━━ Teks bacaan ━━

Setelah sempat riuh dan konon akan memaksa Google membayar pajak dalam jumlah besar, pemerintah akhirnya mundur. Sempat lama tidak ada kabar, PT Google Indonesia (PTGI) memasukkan laporan audit dengan jumlah pajak penghasilan sebesar Rp 5,2 miliar saja (KONTAN, edisi 4 April 2017).
Padahal, dalam dokumen yang diperoleh KONTAN, Google Asia Pacific Pte Ltd Singapura (GAP) mencatat pendapatan sebesar US$ 109,2 juta yang didapat dari klien di Indonesia pada 2015. Dari jumlah itu, 10 besar klien Indonesia berkontribusi 55% terhadap pendapatan atau sebesar US$ 60 juta.
Direktorat Jenderal Pajak saat itu memperkirakan bahwa angka pajak yang seharusnya dibayar Google mencapai Rp 450 miliar (KONTAN, 12 Maret 2017). Karenanya mengejutkan jika angka final yang dibayarkan hanya 1% dari prakiraan.

━━━

Petunjuk latihan:
Jawablah pertanyaan berikut berdasarkan teks tentang pajak Google.
1. Berapa jumlah pajak penghasilan dalam laporan audit yang dimasukkan PT Google Indonesia?
2. Berapa pendapatan yang dicatat Google Asia Pacific Pte Ltd Singapura dari klien di Indonesia pada 2015?
3. Berapa angka pajak yang menurut perkiraan Direktorat Jenderal Pajak seharusnya dibayar Google?

━━ Data yang ditampilkan ━━

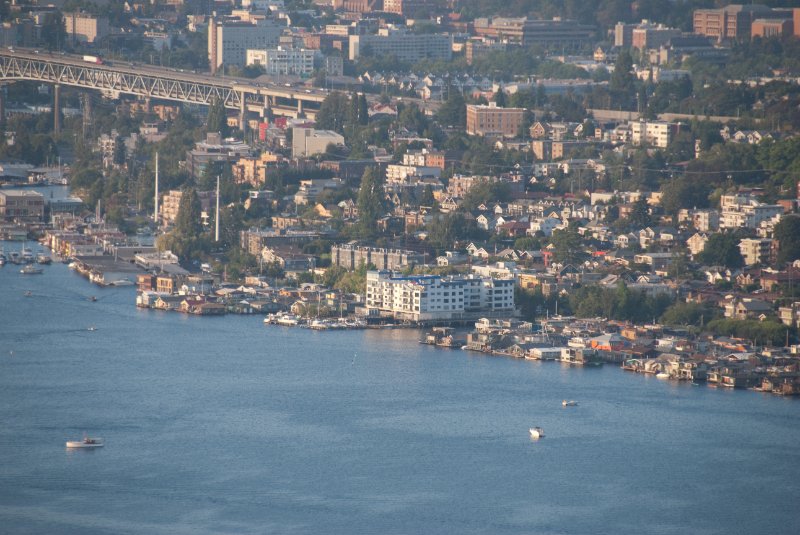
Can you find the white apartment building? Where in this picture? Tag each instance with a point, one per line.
(85, 28)
(283, 61)
(431, 297)
(756, 251)
(228, 42)
(307, 141)
(743, 211)
(403, 45)
(396, 173)
(655, 133)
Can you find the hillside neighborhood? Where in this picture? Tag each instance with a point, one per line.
(588, 185)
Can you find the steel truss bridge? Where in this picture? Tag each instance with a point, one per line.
(148, 82)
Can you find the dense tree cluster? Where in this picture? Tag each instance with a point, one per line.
(620, 303)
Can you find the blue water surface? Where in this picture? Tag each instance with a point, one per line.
(225, 425)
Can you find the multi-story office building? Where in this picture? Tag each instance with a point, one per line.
(171, 204)
(351, 256)
(491, 120)
(410, 8)
(435, 298)
(743, 211)
(214, 149)
(228, 42)
(85, 28)
(527, 32)
(283, 61)
(643, 35)
(21, 205)
(758, 251)
(734, 21)
(307, 141)
(405, 46)
(475, 48)
(655, 133)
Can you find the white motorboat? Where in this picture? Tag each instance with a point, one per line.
(87, 442)
(536, 432)
(31, 270)
(27, 256)
(288, 320)
(120, 282)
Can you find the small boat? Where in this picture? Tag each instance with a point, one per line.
(27, 255)
(87, 442)
(31, 270)
(288, 320)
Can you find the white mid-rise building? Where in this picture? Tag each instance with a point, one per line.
(655, 133)
(743, 211)
(307, 141)
(228, 42)
(283, 61)
(405, 46)
(432, 297)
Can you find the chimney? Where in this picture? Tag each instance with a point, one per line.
(212, 45)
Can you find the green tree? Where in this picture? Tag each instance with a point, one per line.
(623, 83)
(370, 203)
(363, 110)
(567, 246)
(217, 118)
(453, 111)
(187, 223)
(684, 192)
(787, 232)
(639, 216)
(722, 249)
(334, 112)
(500, 97)
(119, 151)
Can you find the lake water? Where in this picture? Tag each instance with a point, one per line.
(224, 425)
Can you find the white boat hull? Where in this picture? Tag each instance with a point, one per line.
(81, 444)
(536, 432)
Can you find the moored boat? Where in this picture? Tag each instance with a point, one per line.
(31, 270)
(87, 442)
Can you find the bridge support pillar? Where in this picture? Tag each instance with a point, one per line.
(56, 109)
(243, 113)
(87, 114)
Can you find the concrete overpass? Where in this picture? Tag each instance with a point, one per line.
(114, 78)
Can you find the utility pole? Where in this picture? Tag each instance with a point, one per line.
(216, 217)
(155, 211)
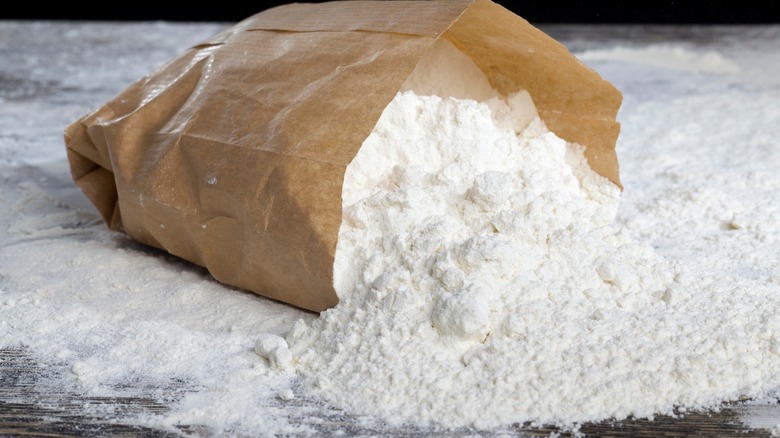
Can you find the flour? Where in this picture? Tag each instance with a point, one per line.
(482, 283)
(472, 264)
(101, 323)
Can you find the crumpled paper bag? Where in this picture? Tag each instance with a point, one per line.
(233, 155)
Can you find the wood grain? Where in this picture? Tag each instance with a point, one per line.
(30, 406)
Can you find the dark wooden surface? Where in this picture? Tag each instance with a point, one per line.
(29, 406)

━━━

Jawaban yang diharapkan:
1. Jumlah pajak penghasilan dalam laporan audit itu sebesar Rp 5,2 miliar.
2. Pendapatan yang dicatat dari klien di Indonesia pada 2015 sebesar US$ 109,2 juta.
3. Direktorat Jenderal Pajak memperkirakan angkanya mencapai Rp 450 miliar.